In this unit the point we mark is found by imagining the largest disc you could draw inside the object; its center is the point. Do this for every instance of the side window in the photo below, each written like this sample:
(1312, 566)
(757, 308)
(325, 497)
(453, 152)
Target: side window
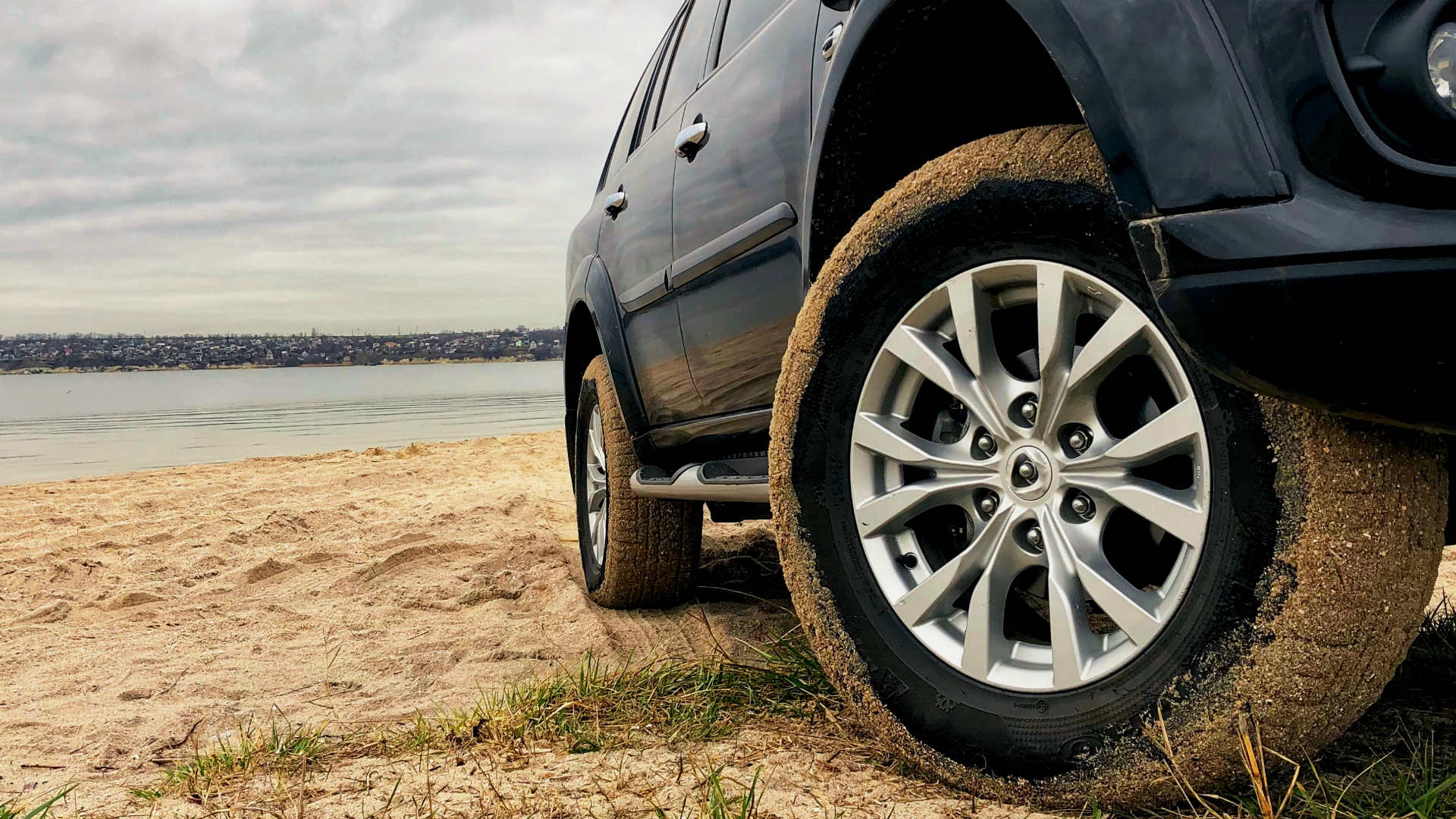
(686, 67)
(628, 130)
(745, 18)
(654, 93)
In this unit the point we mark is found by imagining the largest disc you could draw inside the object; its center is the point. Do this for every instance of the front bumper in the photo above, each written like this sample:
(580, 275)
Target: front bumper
(1326, 299)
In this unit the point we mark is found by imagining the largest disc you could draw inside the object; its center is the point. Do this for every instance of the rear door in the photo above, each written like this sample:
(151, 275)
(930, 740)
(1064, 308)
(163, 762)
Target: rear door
(737, 265)
(635, 246)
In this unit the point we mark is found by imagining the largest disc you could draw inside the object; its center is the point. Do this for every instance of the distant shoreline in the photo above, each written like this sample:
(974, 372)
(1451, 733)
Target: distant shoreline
(155, 369)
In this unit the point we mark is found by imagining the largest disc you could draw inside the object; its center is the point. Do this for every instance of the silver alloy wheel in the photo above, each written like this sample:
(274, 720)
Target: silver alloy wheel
(1037, 474)
(598, 493)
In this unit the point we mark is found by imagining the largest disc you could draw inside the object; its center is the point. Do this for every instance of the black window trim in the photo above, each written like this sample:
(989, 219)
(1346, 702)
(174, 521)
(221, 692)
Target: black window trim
(712, 46)
(715, 50)
(654, 67)
(670, 38)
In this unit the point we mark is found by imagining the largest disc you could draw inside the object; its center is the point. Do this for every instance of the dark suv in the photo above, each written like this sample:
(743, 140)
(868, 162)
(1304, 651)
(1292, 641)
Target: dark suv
(1088, 356)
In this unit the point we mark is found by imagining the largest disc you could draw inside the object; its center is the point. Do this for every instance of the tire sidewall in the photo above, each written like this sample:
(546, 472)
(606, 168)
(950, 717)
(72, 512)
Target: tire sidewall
(971, 722)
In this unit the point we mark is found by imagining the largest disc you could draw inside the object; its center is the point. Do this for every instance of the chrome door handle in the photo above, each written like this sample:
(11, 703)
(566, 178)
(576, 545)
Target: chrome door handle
(691, 139)
(617, 203)
(832, 41)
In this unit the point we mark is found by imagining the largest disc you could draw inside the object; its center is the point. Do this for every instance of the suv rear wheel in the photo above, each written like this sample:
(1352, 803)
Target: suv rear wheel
(635, 553)
(1015, 516)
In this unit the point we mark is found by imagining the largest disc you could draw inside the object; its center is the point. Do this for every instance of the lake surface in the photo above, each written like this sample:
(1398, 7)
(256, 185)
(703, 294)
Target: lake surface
(69, 426)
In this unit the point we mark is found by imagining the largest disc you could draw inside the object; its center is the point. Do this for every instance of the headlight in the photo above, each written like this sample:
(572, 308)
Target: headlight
(1442, 61)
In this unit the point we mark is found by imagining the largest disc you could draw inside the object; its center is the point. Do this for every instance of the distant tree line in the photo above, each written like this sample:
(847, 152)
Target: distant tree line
(93, 352)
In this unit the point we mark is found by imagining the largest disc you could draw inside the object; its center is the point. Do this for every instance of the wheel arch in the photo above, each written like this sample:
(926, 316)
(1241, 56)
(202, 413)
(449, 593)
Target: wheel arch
(595, 328)
(1153, 80)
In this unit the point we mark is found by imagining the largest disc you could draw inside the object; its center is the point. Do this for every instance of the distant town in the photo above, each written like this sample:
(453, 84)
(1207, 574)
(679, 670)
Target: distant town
(42, 353)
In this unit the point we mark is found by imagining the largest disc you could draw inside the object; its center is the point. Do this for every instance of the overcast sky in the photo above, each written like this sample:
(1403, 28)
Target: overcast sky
(274, 167)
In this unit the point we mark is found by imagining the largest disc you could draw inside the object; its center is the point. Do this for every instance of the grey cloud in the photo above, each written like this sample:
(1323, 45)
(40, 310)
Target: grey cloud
(273, 167)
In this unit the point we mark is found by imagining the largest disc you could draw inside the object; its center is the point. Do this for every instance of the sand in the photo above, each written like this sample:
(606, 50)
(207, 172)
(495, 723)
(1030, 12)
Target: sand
(364, 586)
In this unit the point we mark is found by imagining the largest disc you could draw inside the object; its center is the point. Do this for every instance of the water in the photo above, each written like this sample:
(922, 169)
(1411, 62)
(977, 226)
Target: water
(69, 426)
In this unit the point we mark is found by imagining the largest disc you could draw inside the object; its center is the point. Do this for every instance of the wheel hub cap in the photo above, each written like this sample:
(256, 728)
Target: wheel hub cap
(1031, 493)
(1030, 472)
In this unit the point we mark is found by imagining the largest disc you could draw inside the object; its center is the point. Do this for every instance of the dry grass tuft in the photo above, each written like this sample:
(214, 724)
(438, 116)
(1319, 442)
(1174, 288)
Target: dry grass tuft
(596, 707)
(1354, 780)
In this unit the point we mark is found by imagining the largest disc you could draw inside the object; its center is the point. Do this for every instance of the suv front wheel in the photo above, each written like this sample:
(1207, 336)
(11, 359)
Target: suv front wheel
(635, 553)
(1017, 518)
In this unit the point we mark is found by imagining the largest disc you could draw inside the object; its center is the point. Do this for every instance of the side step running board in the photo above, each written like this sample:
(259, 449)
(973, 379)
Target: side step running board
(742, 480)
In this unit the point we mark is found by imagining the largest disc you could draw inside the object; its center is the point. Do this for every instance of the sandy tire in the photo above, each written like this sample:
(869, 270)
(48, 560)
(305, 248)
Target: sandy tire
(645, 553)
(1323, 537)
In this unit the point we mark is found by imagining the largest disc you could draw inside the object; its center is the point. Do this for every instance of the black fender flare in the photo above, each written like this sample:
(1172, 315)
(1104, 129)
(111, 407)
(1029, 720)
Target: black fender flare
(1158, 85)
(592, 286)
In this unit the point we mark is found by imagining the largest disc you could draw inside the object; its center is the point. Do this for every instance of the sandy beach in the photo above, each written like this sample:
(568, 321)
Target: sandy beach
(159, 610)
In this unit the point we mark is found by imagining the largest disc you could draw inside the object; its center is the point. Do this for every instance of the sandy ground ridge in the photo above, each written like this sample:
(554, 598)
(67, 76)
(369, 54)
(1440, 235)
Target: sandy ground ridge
(136, 610)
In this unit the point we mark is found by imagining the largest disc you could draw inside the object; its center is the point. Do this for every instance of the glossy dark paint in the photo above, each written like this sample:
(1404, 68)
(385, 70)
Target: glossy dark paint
(756, 104)
(1266, 223)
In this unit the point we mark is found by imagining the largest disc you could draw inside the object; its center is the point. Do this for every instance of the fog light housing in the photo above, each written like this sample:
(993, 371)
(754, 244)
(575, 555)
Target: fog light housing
(1442, 61)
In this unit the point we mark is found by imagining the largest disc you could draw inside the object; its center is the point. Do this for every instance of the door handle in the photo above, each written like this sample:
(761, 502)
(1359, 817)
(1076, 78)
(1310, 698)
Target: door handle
(617, 203)
(692, 139)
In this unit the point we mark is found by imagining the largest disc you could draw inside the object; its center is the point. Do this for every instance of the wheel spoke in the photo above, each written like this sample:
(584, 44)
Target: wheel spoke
(1131, 610)
(1163, 436)
(1111, 343)
(986, 613)
(971, 311)
(932, 598)
(925, 353)
(894, 507)
(1072, 640)
(596, 439)
(1172, 510)
(883, 435)
(599, 534)
(1057, 306)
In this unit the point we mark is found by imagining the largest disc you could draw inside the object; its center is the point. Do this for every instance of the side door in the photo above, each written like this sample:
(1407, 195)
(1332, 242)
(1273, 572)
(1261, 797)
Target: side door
(737, 265)
(635, 245)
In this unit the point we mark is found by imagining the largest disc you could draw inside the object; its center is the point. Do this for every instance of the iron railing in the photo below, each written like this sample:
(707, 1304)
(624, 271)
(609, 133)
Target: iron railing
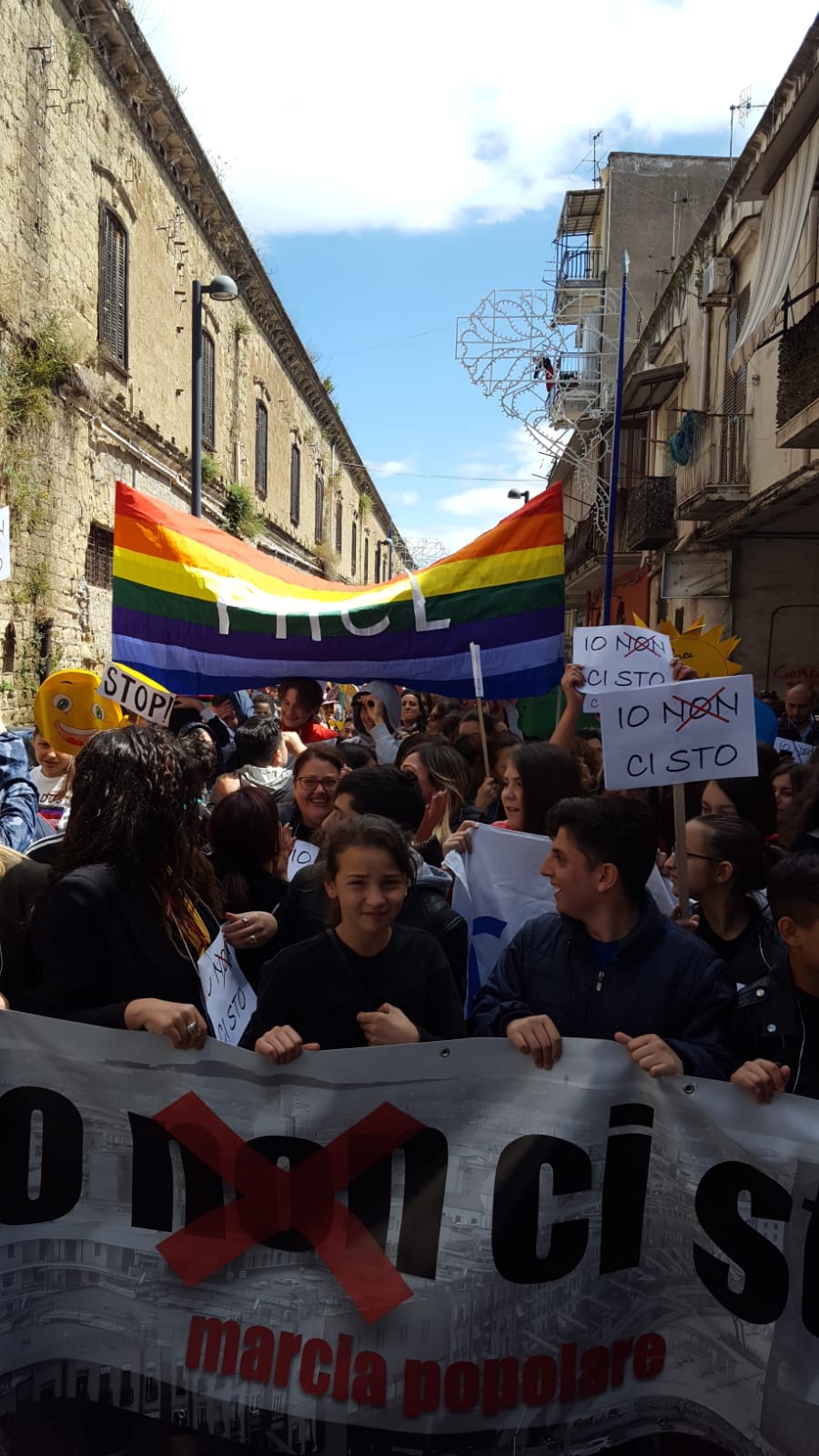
**********
REQUIREMENT:
Write out every entry above verbatim, leaving out the pictures.

RESULT BELOW:
In this unit the point we mark is found by imagining the largest disc you could draw inside the object; its center is the point. Do this for every instance of the side window in the photo below, each written like this sample:
(1312, 566)
(757, 308)
(325, 497)
(453, 152)
Target: side window
(686, 67)
(628, 130)
(745, 18)
(654, 93)
In this unit the point we mark is found by imagining the largest disc you could draw inside the object; its center is the point. Do this for every instance of the front bumper in the photo above, each written like this sample:
(580, 275)
Target: front bumper
(1326, 299)
In this unit the point we mark is found by imagining the largest disc you could draw inside the object; its center is the point. Do this for every instance of the rear door in the photo above, each written like this sample:
(151, 275)
(930, 740)
(1064, 308)
(163, 762)
Target: rear door
(737, 265)
(635, 246)
In this unit the point we mark is found by imagining the largest disc you could draw inside the object; its center is the point. Do this for every instance of the distant shoreline in the photo above, each written like this sample:
(974, 372)
(1451, 733)
Target: distant shoreline
(155, 369)
In this unit the point we mark is found by imagining the largest disc you could draw inside the object; its center is the point. Do this for every instance of the silver alloy wheel in the photo above, each written like this sample:
(274, 720)
Target: silver alloy wheel
(1037, 474)
(598, 493)
In this unit the point we mark is found by imagining the largest disc you could draw inside the object; its center is the point. Do this for every instance of the black window trim in the photo above, each written like this sample:
(989, 219)
(1346, 702)
(174, 521)
(221, 692)
Target: black window trim
(712, 46)
(715, 50)
(654, 67)
(670, 38)
In this unit the point we mark is found by imagining the largest disc you could draw inside the object; its center is the point. Do this for every instance of the dark suv in the photo above, each written like this sample:
(743, 140)
(868, 162)
(1304, 651)
(1292, 641)
Target: dark suv
(1088, 356)
In this unit the point we mark is found by imagining the largest disc you could draw inside the object; its center is the point. Do this for every instance of the tire sidewall in the photo above, each written like this sample:
(546, 472)
(606, 168)
(950, 717)
(72, 512)
Target: tire sidewall
(971, 722)
In this unit the point we mark is found by imagining the largest disc you could draw inside the object; its center is the point. Do this for every instance of the chrome door handle in the photo above, each written like this sample:
(11, 703)
(566, 178)
(576, 545)
Target: chrome door handle
(691, 139)
(617, 203)
(832, 41)
In this unit the point we mark is found by imagining the largest disc you could draw inside the object; its center is the point. Do this for every instance of the suv rear wheel in the photo above, each written like this sample:
(1352, 803)
Target: suv rear wheel
(635, 553)
(1015, 516)
In this unit the point we mark is found by imagining the largest disc you could draw inside the object; its center is the point. Do this for every instance of the lake surface in the photo above, each written like this sample:
(1398, 7)
(256, 185)
(703, 294)
Target: lake surface
(69, 426)
In this unit the point we mark is found by imagining the largest disc you could draw inside the object; its center is the point. Do this for every instance of the headlight in the photo above, each written like this sample:
(572, 308)
Target: headlight
(1442, 61)
In this unit the point we mark is found by imagining the largest disc you could draw inside the object; its center is the point. Do this for every instance of the distant tree line in the photo above, each written like this sample:
(847, 152)
Target: distant tree line
(93, 352)
In this unit the point we mark is found by imagining the largest disc you could draw inside the object; its center is the point. Do this for every instance of the wheel arch in the photo above, each written like this sample:
(926, 316)
(1241, 56)
(202, 413)
(449, 593)
Target: wheel arch
(595, 328)
(1153, 80)
In this unit the point we mark is found by imagining the largest disc you could draw inside the object; its center is the point. Do this for every instance of the distant town in the photo above, each written like this sample:
(453, 84)
(1207, 574)
(679, 670)
Target: distant town
(42, 353)
In this unit the point we mark is found by imagining the largest disc you could draw inside the object; its center is the point. Do this for every instance of the overcast sky in the photo above, each written like this sample:
(1403, 28)
Target: overcast sky
(274, 167)
In this unit the point we mark is found by imagining the largest disc you could draw inside the object; its center is the point. Do this for every instance of the grey cloud in the photo above, each written like this sample:
(1323, 45)
(40, 310)
Target: grey cloud
(273, 167)
In this unit the point we mark is found by imagining the largest disc you could draw inside the object; its center is the point. Do this for every instance of the sand in the photo above, each written like this sample:
(606, 50)
(207, 172)
(495, 723)
(1030, 12)
Target: sand
(364, 586)
In this unit the point we mark is found by imagining the largest disc you could draw inside the object; its center is the point. Do this for every instance of the water in the photo above, each written like this sample:
(922, 169)
(1411, 62)
(977, 226)
Target: water
(69, 426)
In this unit the point we mark is found by imagining the largest disc you could draw inside the object; its center is the point. Do this for every instance of the wheel hub cap in the photo above, each written like this sample:
(256, 728)
Target: wheel hub cap
(1031, 493)
(1030, 472)
In this unit the point we mark is found by imagining the largest disc you could draw inside the object; its center is the point. Do this for every instance of the dry grass tuft in the photo above, each written like this sample:
(214, 724)
(438, 116)
(1319, 442)
(1174, 288)
Target: dry grass tuft
(596, 707)
(1354, 780)
In this unit the point we mark is found by imagining the largest disc you could draw inside the object; its center is the point. Do this for every instance of the suv front wheel in the photo above, each written like this sample:
(1207, 336)
(11, 359)
Target: suv front wheel
(635, 553)
(1017, 518)
In this unit the point we mark is found by imagining the largest disc you could draw inside the object; its center is the point. Do this for every instance of the side step running board in the photo above, each written like this sample:
(259, 449)
(973, 379)
Target: side step running board
(742, 480)
In this unit the point we mark is found by imagining the largest disc you could draw inside the object; its center is the point. Do this for every instance of the sandy tire in the photo above, each written like this sample:
(869, 270)
(48, 560)
(305, 248)
Target: sandy tire
(645, 553)
(1323, 537)
In this unit the point we mark is found by imagining the largest disc you could draw inside the object; its center is the point. Do this for every instance of the black fender flare in the photo above, each written like this sample:
(1172, 315)
(1104, 129)
(111, 407)
(1029, 720)
Target: black fender flare
(1158, 85)
(592, 286)
In this unit the point we mark is found by imagining the largest disc you could draw inside the object; its center is the point. Do this for every instance of the sandy beach in the photo above, each written like this sample:
(568, 321)
Target: sandy beach
(159, 610)
In this unit the point we mark is found by imagining the largest disc you could draw inside the object; its center is the point. Do this for every instance of the sandy ground ridge in the photo above, each written like this sample:
(554, 598)
(67, 76)
(369, 54)
(1440, 235)
Target: sandy ground ridge
(136, 610)
In this unit the point we mark is found by imagining the largest disc you could draw inside the object; its center is the point. Do this for every instance of the glossy dark paint in the photo above, each written like this sample:
(1404, 68)
(385, 70)
Target: glossy dark paint
(756, 104)
(1266, 223)
In this unit the point we mark is found by imagining the largest disc you could draw inside the object; its center is the point. Do this for every instance of the fog light housing in the photo above, each written like this sample:
(993, 371)
(754, 244)
(575, 555)
Target: fog light housing
(1442, 61)
In this unit the point we mark is found by imagining the largest disc you could draw inside the object; its center is the point. Do this for every instance of the door handle in the photo above, each written like this sample:
(761, 502)
(1359, 817)
(1076, 78)
(1310, 698)
Target: door handle
(617, 203)
(692, 139)
In this unit the point we mark is found by imagining the largest disc you could draw inside the object; its center is the point. Do this for every instance of the wheel spoke in the photo above, each written like this sample:
(584, 44)
Target: wheel spoke
(1131, 610)
(1163, 436)
(1111, 343)
(986, 613)
(971, 311)
(932, 598)
(925, 353)
(894, 507)
(1072, 640)
(596, 439)
(1172, 510)
(883, 435)
(599, 534)
(1057, 306)
In this unit the point we mark is found by imagining the largest disc you could draw inside the object; its center is the point. Do this for every instance of the side door in the photo above, each written like this sample:
(1407, 195)
(1332, 242)
(1273, 572)
(1261, 797)
Target: side door
(737, 265)
(635, 245)
In this unit the point we mark is found by imagining the largest disc you could draw inside the object; its center is the point. Do this for every instance of the iron railing in the photo below, each written like this sample:
(707, 1304)
(624, 271)
(609, 133)
Target: iron railing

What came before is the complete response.